>>>

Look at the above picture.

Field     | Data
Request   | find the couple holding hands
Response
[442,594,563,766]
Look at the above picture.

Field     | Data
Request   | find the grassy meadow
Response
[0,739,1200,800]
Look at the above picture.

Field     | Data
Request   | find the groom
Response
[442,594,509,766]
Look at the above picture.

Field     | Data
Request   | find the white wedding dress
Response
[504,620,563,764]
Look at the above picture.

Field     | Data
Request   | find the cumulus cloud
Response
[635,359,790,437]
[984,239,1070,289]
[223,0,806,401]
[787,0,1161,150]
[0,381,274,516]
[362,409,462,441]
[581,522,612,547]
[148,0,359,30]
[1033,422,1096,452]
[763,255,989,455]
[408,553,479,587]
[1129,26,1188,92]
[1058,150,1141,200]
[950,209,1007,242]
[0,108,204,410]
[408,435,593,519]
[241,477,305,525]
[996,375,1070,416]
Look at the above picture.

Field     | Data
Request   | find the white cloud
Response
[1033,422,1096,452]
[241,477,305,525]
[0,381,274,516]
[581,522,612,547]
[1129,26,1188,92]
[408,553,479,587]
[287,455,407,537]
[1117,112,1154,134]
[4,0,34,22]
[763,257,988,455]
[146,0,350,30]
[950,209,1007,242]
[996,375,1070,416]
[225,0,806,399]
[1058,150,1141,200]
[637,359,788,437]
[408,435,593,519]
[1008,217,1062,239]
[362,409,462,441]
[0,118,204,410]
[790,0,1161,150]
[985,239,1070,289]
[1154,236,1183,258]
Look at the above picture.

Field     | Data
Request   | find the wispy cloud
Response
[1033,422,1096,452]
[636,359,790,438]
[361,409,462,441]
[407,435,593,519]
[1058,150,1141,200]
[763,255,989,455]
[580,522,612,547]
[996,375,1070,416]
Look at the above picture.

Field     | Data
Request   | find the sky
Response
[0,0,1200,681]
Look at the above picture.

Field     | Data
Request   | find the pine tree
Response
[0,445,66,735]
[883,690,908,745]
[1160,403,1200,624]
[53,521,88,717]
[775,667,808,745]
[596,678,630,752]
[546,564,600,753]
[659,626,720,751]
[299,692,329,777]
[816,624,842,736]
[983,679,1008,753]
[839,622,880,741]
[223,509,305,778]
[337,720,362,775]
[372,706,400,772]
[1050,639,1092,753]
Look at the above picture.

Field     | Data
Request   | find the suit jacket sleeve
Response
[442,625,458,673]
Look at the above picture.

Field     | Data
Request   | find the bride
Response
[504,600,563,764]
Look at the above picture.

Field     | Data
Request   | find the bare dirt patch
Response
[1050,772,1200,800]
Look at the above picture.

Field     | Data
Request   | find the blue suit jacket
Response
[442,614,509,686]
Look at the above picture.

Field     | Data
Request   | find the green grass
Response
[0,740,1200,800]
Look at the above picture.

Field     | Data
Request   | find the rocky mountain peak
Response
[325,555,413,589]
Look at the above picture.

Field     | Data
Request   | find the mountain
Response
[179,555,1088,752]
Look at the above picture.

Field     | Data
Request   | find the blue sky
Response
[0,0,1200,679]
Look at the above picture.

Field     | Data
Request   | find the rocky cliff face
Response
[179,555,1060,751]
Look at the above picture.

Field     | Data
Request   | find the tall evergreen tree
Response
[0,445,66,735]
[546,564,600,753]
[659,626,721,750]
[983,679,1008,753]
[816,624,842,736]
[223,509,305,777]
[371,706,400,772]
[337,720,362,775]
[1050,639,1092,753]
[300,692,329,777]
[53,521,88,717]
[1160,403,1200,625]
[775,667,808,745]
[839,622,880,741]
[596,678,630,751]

<<<

Short task:
Copy the lines above word for word, starting at the very first line and ending at the line that contains "[1154,236,1183,258]". Include both of those lines.

Correct response:
Look at the above picture.

Field     | Data
Request   | find the couple holding hands
Response
[442,594,563,766]
Look at the above picture.

Field     | Data
Request   | find the grassy meadow
Response
[0,739,1200,800]
Look at the above picture.

Field     | Data
Request   | find the groom
Response
[442,594,509,766]
Look at the above picture.

Field     | Data
Request   | find the white wedding dress
Response
[504,620,563,764]
Look at the above picture.

Field     | Data
Request   | find the cumulus cloud
Response
[635,359,790,437]
[984,239,1070,289]
[223,0,806,401]
[787,0,1161,150]
[0,381,274,516]
[362,409,462,441]
[581,522,612,547]
[148,0,359,30]
[1033,422,1096,452]
[763,255,989,455]
[408,553,479,587]
[1129,26,1188,92]
[1058,150,1141,200]
[950,209,1007,242]
[0,108,204,410]
[408,435,593,519]
[241,477,305,525]
[996,375,1070,416]
Look at the above picture.

Field     | Data
Request   | find the white cloud
Response
[1033,422,1096,452]
[241,477,305,525]
[0,381,274,516]
[581,522,612,547]
[1129,26,1188,92]
[408,553,479,587]
[287,455,407,537]
[1117,112,1154,134]
[4,0,34,22]
[763,257,988,455]
[146,0,350,30]
[950,209,1007,242]
[996,375,1070,416]
[225,0,806,399]
[1058,150,1141,200]
[637,359,788,437]
[408,435,593,519]
[1008,217,1062,239]
[362,409,462,441]
[0,118,204,410]
[790,0,1161,150]
[985,239,1070,289]
[1154,236,1183,258]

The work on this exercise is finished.